**Given instruction 1:**
Condense the paragraph of the Python path post that begins "Where does all that stuff come from?" into a short list that keeps its main facts.
**Given instruction 2:**
Pick up the Python path post after its final sentence and keep writing it.
** BEGIN Provided passage **
Tim Peters wrote:
Python is getting used widely enough in my place of employment that people are agitating for a common installation (personal variants are screwing people too often). Various machines are running Win95, Win98, NT, Windows2000, assorted flavors of Linux, Solaris, Irix and MacOS. I'll choke on that whole banana when it's shoved down my throat.
For starters, I just need to get it running across Windows platforms. Never looked into this before, and it seems to be exceedingly complicated right out of the box <0.5 wink>:
D:\Python>python Python 1.5.2 (#0, Apr 13 1999, 10:51:12) [MSC 32 bit (Intel)] on win32 Copyright 1991-1995 Stichting Mathematisch Centrum, Amsterdam
import sys ['', 'D:\\Python\\win32', 'D:\\Python\\win32\\lib', 'D:\\Python', 'D:\\Python\\Pythonwin', 'D:\\Python\\Lib\\plat-win', 'D:\\Python\\Lib', 'D:\\Python\\DLLs', 'D:\\Python\\Lib\\lib-tk', 'D:\\PYTHON\\DLLs', 'D:\\PYTHON\\lib', 'D:\\PYTHON\\lib\\plat-win', 'D:\\PYTHON\\lib\\lib-tk', 'D:\\PYTHON']
Where does all that stuff come from? The first is apparently the current directory; cool. The next 4 appear to come from MarkH's stuff, via the registry. The next 4 appear to come from Python's own registry PythonPath key. The 4 after that are a mystery, and duplicate the preceding 4 (except for meaningless-- it's Windows <wink> -- case differences). The last is another mystery. site.py isn't implicated in any of them (same thing when running with -S).
** END Provided passage **
** BEGIN Recorded information **
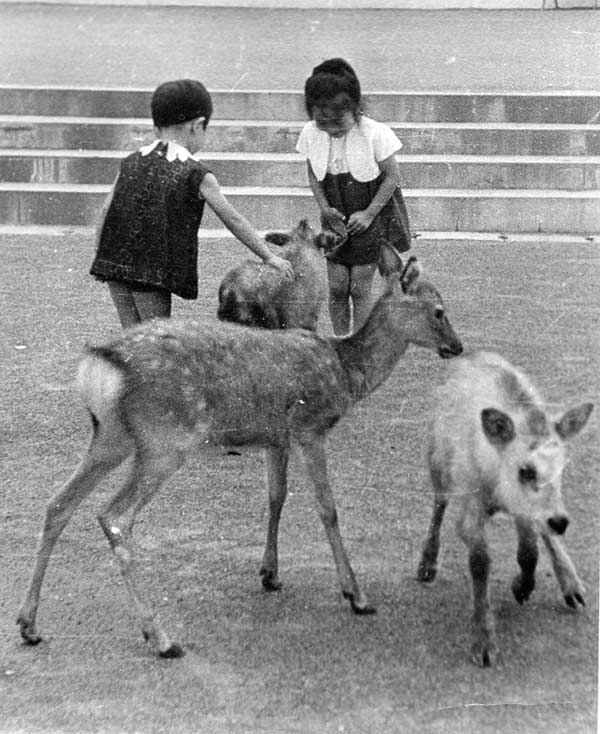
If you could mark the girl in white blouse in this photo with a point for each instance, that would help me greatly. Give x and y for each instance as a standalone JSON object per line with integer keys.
{"x": 355, "y": 179}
** END Recorded information **
**Result 1:**
- First entry: apparently the current directory.
- Next four: apparently from MarkH's stuff, via the registry.
- Next four: apparently from Python's own PythonPath registry key.
- The four after those: a mystery; they duplicate the preceding four except for case differences.
- Last entry: also a mystery.
- site.py causes none of them; the result is the same when running with -S.

**Result 2:**
On Linux I get: ['', '/home/lemburg/bin', '/home/lemburg/lib', '/home/lemburg/projects', '/home/lemburg/python/Lib/', '/home/lemburg/python/Lib/test', '/home/lemburg/python/Lib/plat-linux2', '/home/lemburg/python/Lib/lib-tk', '/home/lemburg/python/Modules', '/usr/local/lib/python1.5/site-packages'] It seems that the last entry refers to what Python thinks is the standard location for system wide extensions. The first 3 come from my PYTHONPATH setting, the next few are inserted by the Python startup code based on what Python found as landmark to determine PYTHONHOME.
I think this means I need to distribute a python15.dll and python.exe (via our source control system) into a directory very early on the PATH (other common .exe's are distributed this way, so no big deal), and add a sitecustomize.py that replaces all of sys.path with the Big Four (Lib\plat-win, Lib, DLLs, and Lib\lib-tk) expressed as UNC paths, + the common Dragon dir.
Sounds reasonable ;-)
Network name mangling being what it is, I suppose I'll also need to force PYTHONCASEOK. There's no way to do that from within Python, is there? If not, everyone going through "unfortunate" paths in the network will have to set that themselves.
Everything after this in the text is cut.